**Task requirements**
Every entry below should be transcribed exactly; pictures stay out of the copy.

□ □ □ □ □

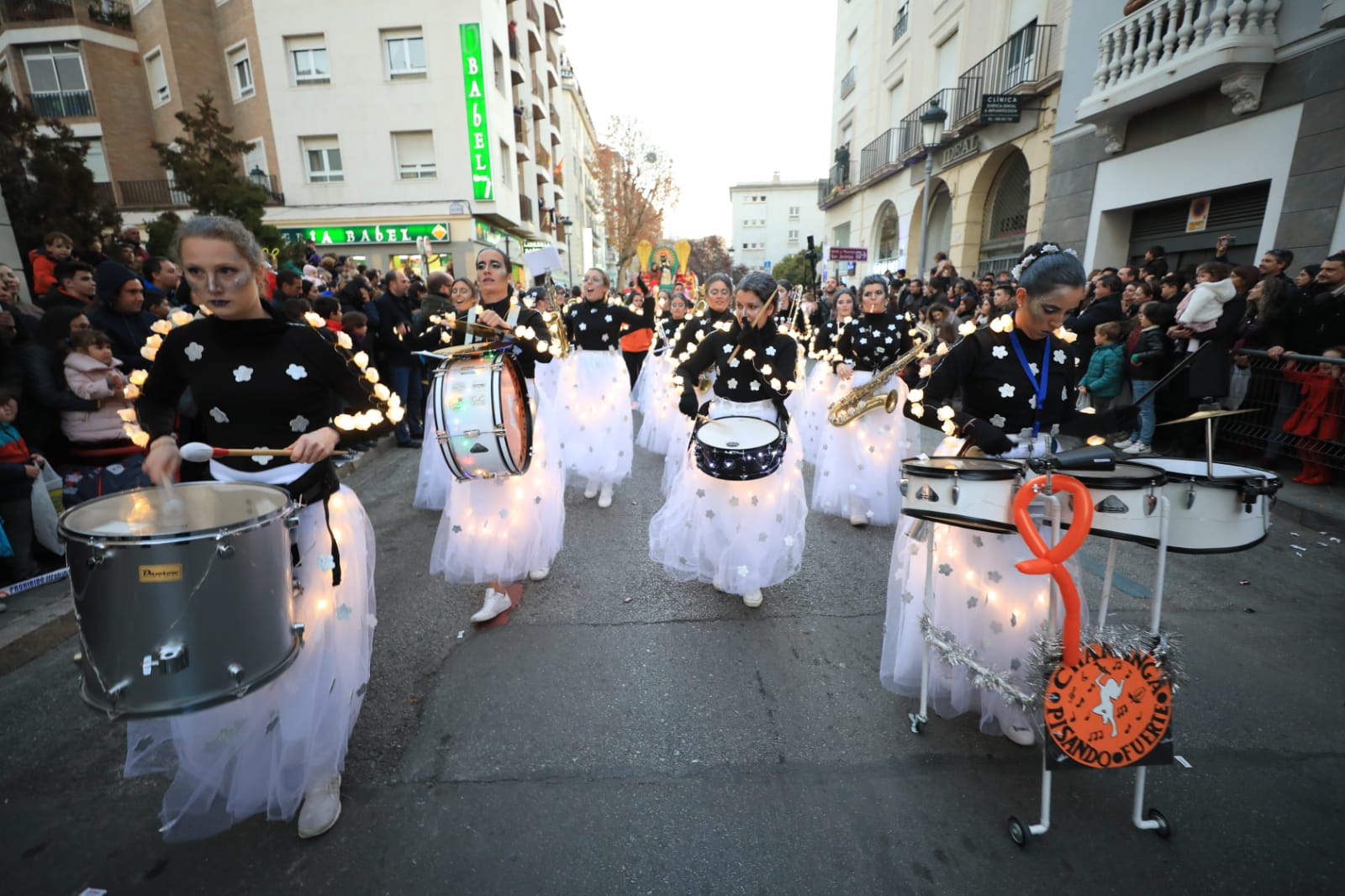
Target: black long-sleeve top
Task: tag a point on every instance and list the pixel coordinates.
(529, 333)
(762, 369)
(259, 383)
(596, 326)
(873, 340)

□ □ □ □ □

**Task solution**
Target: black long-sleeve top
Task: tag a point on every instance and list the pixel coordinates.
(529, 333)
(762, 369)
(259, 383)
(596, 326)
(873, 340)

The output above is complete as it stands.